§ **WORK TO DO**:
Please copy out the records below, substituting "upper-left corner" for "top-left corner" everywhere it occurs and leaving every other character as it is.

§ **DATA SHOWN**:
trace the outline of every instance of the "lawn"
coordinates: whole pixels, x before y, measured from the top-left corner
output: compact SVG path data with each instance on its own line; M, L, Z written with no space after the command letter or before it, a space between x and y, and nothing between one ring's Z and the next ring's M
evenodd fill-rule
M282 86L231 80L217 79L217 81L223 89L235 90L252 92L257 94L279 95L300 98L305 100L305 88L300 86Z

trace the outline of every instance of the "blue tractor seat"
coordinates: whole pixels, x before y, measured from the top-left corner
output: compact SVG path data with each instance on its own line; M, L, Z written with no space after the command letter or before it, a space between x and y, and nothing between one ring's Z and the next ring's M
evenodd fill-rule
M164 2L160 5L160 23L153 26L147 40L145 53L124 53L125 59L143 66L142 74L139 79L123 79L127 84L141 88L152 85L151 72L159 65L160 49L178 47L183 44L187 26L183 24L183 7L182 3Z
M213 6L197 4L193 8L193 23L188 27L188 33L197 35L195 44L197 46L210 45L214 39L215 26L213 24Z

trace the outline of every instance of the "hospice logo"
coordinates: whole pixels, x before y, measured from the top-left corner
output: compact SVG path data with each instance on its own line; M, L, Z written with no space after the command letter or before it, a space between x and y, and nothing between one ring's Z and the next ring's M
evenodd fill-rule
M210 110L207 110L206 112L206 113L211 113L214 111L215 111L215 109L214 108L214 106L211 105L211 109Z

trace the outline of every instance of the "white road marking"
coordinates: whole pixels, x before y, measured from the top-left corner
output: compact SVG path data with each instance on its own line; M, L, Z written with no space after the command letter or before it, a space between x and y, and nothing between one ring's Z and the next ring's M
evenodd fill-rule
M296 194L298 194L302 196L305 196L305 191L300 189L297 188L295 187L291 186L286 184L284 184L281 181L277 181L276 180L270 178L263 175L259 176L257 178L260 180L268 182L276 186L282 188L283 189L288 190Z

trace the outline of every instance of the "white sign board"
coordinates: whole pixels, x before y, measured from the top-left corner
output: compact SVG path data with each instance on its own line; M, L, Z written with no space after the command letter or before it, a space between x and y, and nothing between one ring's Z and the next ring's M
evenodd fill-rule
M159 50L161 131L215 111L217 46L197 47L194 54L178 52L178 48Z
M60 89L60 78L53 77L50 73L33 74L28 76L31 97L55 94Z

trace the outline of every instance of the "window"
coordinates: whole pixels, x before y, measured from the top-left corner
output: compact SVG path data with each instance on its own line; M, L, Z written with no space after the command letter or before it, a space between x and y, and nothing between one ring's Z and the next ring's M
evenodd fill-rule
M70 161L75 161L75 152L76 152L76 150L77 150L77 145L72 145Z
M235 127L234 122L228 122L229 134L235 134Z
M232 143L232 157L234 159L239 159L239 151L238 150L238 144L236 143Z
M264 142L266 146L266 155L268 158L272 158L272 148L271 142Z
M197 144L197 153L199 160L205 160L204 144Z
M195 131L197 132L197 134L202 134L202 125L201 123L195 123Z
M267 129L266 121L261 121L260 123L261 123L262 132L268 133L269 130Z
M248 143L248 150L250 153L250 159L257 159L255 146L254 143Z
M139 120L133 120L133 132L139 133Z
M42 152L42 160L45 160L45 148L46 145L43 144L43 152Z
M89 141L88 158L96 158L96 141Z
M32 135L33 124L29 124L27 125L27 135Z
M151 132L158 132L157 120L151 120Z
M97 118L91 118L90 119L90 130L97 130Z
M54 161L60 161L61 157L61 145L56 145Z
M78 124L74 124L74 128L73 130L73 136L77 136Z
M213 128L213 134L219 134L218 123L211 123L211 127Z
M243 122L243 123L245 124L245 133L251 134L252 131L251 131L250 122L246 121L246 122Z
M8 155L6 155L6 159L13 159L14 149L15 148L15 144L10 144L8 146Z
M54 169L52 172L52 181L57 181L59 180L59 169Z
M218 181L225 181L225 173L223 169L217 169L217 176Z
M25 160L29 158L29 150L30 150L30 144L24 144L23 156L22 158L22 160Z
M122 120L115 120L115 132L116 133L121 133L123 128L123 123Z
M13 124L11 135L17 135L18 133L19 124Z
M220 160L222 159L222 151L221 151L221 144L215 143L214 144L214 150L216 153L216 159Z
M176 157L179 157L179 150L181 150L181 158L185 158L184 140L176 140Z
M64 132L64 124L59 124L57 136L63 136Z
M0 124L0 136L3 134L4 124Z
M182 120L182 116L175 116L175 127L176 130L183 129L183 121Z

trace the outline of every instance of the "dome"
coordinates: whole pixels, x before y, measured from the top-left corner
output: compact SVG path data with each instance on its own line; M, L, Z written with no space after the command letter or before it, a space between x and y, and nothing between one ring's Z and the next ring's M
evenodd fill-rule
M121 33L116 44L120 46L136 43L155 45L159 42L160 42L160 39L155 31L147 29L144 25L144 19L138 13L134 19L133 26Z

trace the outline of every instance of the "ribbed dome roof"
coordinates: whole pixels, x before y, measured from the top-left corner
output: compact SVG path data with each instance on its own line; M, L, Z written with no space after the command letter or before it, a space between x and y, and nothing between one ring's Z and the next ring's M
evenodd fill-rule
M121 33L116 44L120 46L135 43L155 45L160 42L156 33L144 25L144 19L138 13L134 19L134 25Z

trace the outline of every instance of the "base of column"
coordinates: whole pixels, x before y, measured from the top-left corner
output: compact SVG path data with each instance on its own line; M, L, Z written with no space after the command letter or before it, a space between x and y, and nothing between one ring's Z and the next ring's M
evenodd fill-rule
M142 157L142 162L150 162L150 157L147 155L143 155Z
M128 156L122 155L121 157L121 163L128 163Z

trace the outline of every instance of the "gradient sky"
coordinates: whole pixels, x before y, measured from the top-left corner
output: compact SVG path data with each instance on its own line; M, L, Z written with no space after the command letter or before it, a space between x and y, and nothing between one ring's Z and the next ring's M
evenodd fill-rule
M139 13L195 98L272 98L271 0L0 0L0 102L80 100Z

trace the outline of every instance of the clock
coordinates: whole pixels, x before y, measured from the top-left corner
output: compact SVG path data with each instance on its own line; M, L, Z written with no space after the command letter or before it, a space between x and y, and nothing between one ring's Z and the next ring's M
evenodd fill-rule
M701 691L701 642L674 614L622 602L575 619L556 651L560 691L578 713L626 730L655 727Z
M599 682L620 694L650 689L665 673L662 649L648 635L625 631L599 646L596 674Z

§ **RESPONSE**:
trace the outline of every instance of the "lawn"
coordinates: whole pixels, x before y, measured from the upper-left corner
output: compact SVG path data with each instance on its own line; M, L, Z written with no space after the command letter or before it, a space between x and y, and nothing between one ring's Z and the next ring's M
evenodd fill-rule
M282 86L231 80L217 79L217 81L223 89L235 90L252 92L257 94L279 95L300 98L305 100L305 88L300 86Z

trace the outline of every instance of the "blue tractor seat"
coordinates: whole pixels, x before y, measured from the upper-left corner
output: compact SVG path data with each instance on its own line; M, L, Z written with no space after the command letter or before it, a space between x and y, and nothing between one ring's Z and the next ring's M
evenodd fill-rule
M164 2L160 5L160 23L153 26L147 40L145 53L124 53L125 59L143 66L142 74L139 79L123 79L127 84L141 88L152 85L151 72L159 65L160 49L178 47L183 44L187 26L183 24L183 7L182 3Z
M213 6L197 4L193 8L193 23L188 27L188 33L197 35L195 44L197 46L210 45L214 39L215 26L213 24Z

trace the outline of every instance of the "hospice logo"
coordinates: whole pixels, x before y, measured from the upper-left corner
output: compact SVG path data with each instance on its own line; M, L, Z written with no space after the command letter or before it, a space between x and y, and nothing between one ring's Z and the next ring's M
evenodd fill-rule
M210 110L207 110L206 112L206 113L211 113L214 111L215 111L215 109L214 108L214 106L211 105L211 109Z

trace the outline of every instance of the "white road marking"
coordinates: whole pixels, x before y, measured from the upper-left corner
output: compact SVG path data with each instance on its own line; M, L, Z written with no space after the command letter or before it, a space between x and y, and nothing between one ring's Z and the next ring's M
evenodd fill-rule
M296 194L298 194L302 196L305 196L305 191L300 189L297 188L295 187L291 186L286 184L284 184L281 181L277 181L276 180L270 178L263 175L259 176L257 178L260 180L268 182L276 186L282 188L283 189L288 190Z

trace the outline of every instance of the "white sign board"
coordinates: whole pixels, x before y, measured from the upper-left corner
output: compact SVG path data with each instance on its own line; M, L, Z written with no space after the command letter or before it, a space between x and y, and nothing between one ring's Z and the next ring's M
evenodd fill-rule
M159 50L161 131L215 111L217 46L197 47L194 54L178 52L178 48Z
M60 89L60 78L53 77L50 73L33 74L28 76L31 97L55 94Z

trace the outline of every instance of the "window"
coordinates: whole pixels, x before y, measured from the upper-left corner
output: compact SVG path data with each instance on its own line; M, L, Z written with no space after the command letter or before it, a space between x and y, and nothing between one ring's Z and the next ring's M
evenodd fill-rule
M70 161L75 161L75 152L76 152L76 150L77 150L77 145L72 145Z
M235 127L234 122L228 122L229 134L235 134Z
M232 143L232 157L234 159L239 159L239 151L238 150L238 144L236 143Z
M264 142L266 146L266 155L268 158L272 158L272 148L271 142Z
M197 144L197 153L199 160L205 160L204 144Z
M195 131L197 132L197 134L202 134L202 125L201 123L195 123Z
M267 129L266 121L261 121L260 123L261 123L262 132L268 133L269 130Z
M248 143L248 150L250 153L250 159L257 159L255 146L254 143Z
M139 120L133 120L133 132L139 133Z
M42 152L42 160L45 160L45 148L46 145L43 144L43 152Z
M89 141L88 158L96 158L96 141Z
M32 135L33 124L29 124L27 125L27 135Z
M151 132L158 132L157 120L151 120Z
M97 118L91 118L90 119L90 130L97 130Z
M54 161L60 161L61 157L61 145L56 145Z
M78 124L74 124L74 128L73 130L73 136L77 136Z
M213 128L213 134L219 134L218 123L211 123L211 127Z
M243 122L243 123L245 124L245 133L251 134L252 131L251 131L250 122L246 121L246 122Z
M8 155L6 155L6 159L13 159L14 149L15 148L15 144L10 144L8 146Z
M54 169L52 172L52 181L57 181L59 180L59 169Z
M218 181L225 181L225 173L223 169L217 169L217 176Z
M25 160L29 158L29 150L30 150L30 144L24 144L23 156L22 158L22 160Z
M122 120L115 120L115 132L116 133L121 133L123 128L123 123Z
M13 124L11 135L17 135L18 133L19 124Z
M220 160L222 159L222 151L221 151L221 144L215 143L214 144L214 150L216 153L216 159Z
M176 157L179 157L179 150L181 150L181 158L185 158L184 140L176 140Z
M64 132L64 124L59 124L57 136L63 136Z
M0 124L0 136L3 134L4 124Z
M182 120L182 116L175 116L175 127L176 130L183 129L183 121Z

trace the outline of every instance of the "dome"
coordinates: whole pixels, x before y, measured from the upper-left corner
output: compact SVG path data with each instance on its own line; M, L, Z written with no space after the command letter or before it, a space between x and y, and nothing between one ring's Z and the next ring's M
evenodd fill-rule
M121 33L116 44L120 46L136 43L155 45L159 42L160 42L160 39L155 31L147 29L144 25L144 19L138 13L134 19L133 26Z

trace the outline of every instance of the "ribbed dome roof"
coordinates: whole pixels, x before y, measured from the upper-left corner
output: compact SVG path data with each instance on its own line; M, L, Z written with no space after the command letter or before it, a space between x and y, and nothing between one ring's Z and the next ring's M
evenodd fill-rule
M121 33L116 44L120 46L135 43L155 45L160 42L156 33L144 25L144 19L138 13L134 19L134 25Z

trace the outline of every instance of the "base of column"
coordinates: whole pixels, x before y, measured from the upper-left corner
output: compact SVG path data with each instance on its own line; M, L, Z written with no space after the command letter or before it, a space between x and y, and nothing between one ring's Z and the next ring's M
evenodd fill-rule
M142 157L142 162L150 162L150 157L147 155L143 155Z
M128 156L122 155L121 157L121 163L128 163Z

trace the outline of every instance of the "gradient sky"
coordinates: whole pixels, x before y, measured from the upper-left corner
output: compact SVG path data with each instance on its own line; M, L, Z written with no space after the command letter or before it, a space between x and y, and nothing between one ring's Z and the next ring's M
evenodd fill-rule
M139 13L195 98L272 98L271 0L0 0L0 102L80 100Z

trace the outline of every instance of the clock
coordinates: whole pixels, x before y, measured from the upper-left corner
output: compact SVG path data with each instance on its own line; M, L, Z written with no space after the command letter or before it, a space between x and y, and nothing between one ring's Z and the next ring's M
evenodd fill-rule
M701 691L701 642L674 614L622 602L575 619L556 651L560 691L578 713L626 730L655 727Z
M599 682L620 694L650 689L665 673L662 649L648 635L625 631L599 646L596 674Z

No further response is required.